◆ What the exercise asks
For the listing below, show each line that includes the string "query".

#### The data

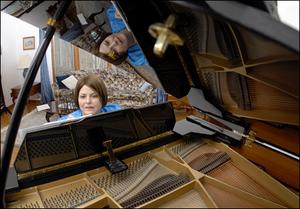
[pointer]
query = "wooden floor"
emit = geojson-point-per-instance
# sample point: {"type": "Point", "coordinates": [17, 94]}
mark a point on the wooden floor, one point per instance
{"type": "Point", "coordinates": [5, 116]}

########
#### The data

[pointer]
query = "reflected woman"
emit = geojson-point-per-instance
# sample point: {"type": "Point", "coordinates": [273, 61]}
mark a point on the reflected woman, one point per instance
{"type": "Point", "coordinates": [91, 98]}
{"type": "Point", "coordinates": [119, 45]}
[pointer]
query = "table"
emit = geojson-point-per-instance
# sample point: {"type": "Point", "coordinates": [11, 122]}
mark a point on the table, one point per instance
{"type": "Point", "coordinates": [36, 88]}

########

◆ Your solution
query = "wooden floor"
query = "reflected woman"
query = "table"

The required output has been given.